> _SOURCE EXTRACT_:
*-*-*

Dressing The Part
Kamilla Cardoso Tunnel-Walks To Her Own Beat
The Chicago Sky center has big plans for her second year in the WNBA.

Gone are the days when sports and fashion were considered mutually exclusive: The 2024 WNBA season proved that the two are inextricably linked, as the league’s top athletes turned their tunnel walks into catwalks, gaining fans in the process — and some extra confidence to boot. “When you look good, you feel good, and you play good,” says Kamilla Cardoso, center for the Chicago Sky.
She would know. Expectations were high coming into the Brazil-born 23-year-old’s rookie season — Cardoso was chosen third in the WNBA’s 2024 draft after leading her college team, the South Carolina Gamecocks, to victory at the 2024 NCAA championship (her second with the school), and being named the tournament’s Most Outstanding Player. But she didn’t come to the pros just to play.
Cardoso first proved her style chops at the draft. She says she stressed over styling herself for the event, recalling how she didn’t have an outfit until mere days before the big night — but her braless MinhLe pantsuit wound up being a viral hit. It paved the way for her many standout first-season looks, which included itty-bitty bubble skirts, cropped bustier tops, and corsets.

*-*-*

> _TASKS AND EXERCISES_:
(1) Answer these questions using the article on Kamilla Cardoso.
(a) Which WNBA team does Cardoso play center for?
(b) What position was she picked in the 2024 WNBA draft?
(c) Which designer made the pantsuit she wore to the draft?
(2) Reproduce everything in the article on Kamilla Cardoso from "She would know." down to "tops, and corsets.", word for word.

[Records from a dataset]
*-*-*

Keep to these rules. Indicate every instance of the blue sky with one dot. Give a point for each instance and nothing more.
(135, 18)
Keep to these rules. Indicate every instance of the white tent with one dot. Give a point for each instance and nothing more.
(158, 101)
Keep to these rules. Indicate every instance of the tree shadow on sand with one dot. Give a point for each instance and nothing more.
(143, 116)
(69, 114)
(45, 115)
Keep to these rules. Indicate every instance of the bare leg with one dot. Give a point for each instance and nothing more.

*-*-*

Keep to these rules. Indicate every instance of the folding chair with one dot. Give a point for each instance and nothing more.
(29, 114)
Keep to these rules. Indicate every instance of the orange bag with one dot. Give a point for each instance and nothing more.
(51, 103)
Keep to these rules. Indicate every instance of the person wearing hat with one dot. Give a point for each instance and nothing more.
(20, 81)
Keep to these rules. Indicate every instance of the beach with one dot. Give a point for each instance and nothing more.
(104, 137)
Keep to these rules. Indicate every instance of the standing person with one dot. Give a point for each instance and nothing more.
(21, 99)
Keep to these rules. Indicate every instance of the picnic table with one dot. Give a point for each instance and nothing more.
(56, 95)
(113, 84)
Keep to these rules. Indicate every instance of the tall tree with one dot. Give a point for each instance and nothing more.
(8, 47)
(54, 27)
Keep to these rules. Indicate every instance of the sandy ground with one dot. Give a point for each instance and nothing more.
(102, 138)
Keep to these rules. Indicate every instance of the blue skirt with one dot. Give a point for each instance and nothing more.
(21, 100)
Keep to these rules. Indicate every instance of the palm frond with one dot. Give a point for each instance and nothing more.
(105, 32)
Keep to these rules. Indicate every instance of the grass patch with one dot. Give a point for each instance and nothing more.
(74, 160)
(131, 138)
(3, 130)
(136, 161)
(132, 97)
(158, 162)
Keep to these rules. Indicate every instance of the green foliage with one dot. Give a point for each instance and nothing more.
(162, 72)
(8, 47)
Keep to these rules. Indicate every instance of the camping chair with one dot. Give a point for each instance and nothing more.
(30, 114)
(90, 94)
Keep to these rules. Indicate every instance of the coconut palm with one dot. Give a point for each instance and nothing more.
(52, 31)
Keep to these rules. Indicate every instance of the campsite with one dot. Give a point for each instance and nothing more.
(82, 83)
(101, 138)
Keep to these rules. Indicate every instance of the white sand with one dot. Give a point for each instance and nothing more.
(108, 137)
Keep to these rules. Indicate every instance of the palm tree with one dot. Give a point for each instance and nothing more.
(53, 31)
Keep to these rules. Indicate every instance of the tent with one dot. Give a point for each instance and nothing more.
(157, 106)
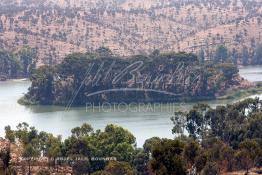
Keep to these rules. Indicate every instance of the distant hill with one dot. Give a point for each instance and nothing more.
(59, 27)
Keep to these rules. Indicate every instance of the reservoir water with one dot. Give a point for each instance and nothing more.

*-*-*

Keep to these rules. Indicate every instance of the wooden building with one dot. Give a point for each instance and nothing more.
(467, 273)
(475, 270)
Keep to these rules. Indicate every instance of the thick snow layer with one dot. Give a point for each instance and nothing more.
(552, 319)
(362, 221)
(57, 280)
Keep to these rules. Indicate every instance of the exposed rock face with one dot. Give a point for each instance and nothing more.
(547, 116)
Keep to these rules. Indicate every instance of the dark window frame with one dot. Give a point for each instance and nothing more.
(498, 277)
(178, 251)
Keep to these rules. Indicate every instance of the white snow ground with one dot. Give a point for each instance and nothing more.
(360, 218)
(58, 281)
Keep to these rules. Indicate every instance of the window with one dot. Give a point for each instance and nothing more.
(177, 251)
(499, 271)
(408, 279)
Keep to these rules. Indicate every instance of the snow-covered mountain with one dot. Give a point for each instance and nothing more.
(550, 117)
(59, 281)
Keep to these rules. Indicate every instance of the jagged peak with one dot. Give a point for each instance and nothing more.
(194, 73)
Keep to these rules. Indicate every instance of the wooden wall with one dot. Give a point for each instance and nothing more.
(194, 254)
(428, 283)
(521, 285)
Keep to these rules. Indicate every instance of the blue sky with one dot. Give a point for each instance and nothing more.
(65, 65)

*-*-*

> _SOLUTIONS FOR EACH TASK_:
(1)
(a) The Chicago Sky
(b) Third
(c) MinhLe

(2)
She would know. Expectations were high coming into the Brazil-born 23-year-old’s rookie season — Cardoso was chosen third in the WNBA’s 2024 draft after leading her college team, the South Carolina Gamecocks, to victory at the 2024 NCAA championship (her second with the school), and being named the tournament’s Most Outstanding Player. But she didn’t come to the pros just to play.
Cardoso first proved her style chops at the draft. She says she stressed over styling herself for the event, recalling how she didn’t have an outfit until mere days before the big night — but her braless MinhLe pantsuit wound up being a viral hit. It paved the way for her many standout first-season looks, which included itty-bitty bubble skirts, cropped bustier tops, and corsets.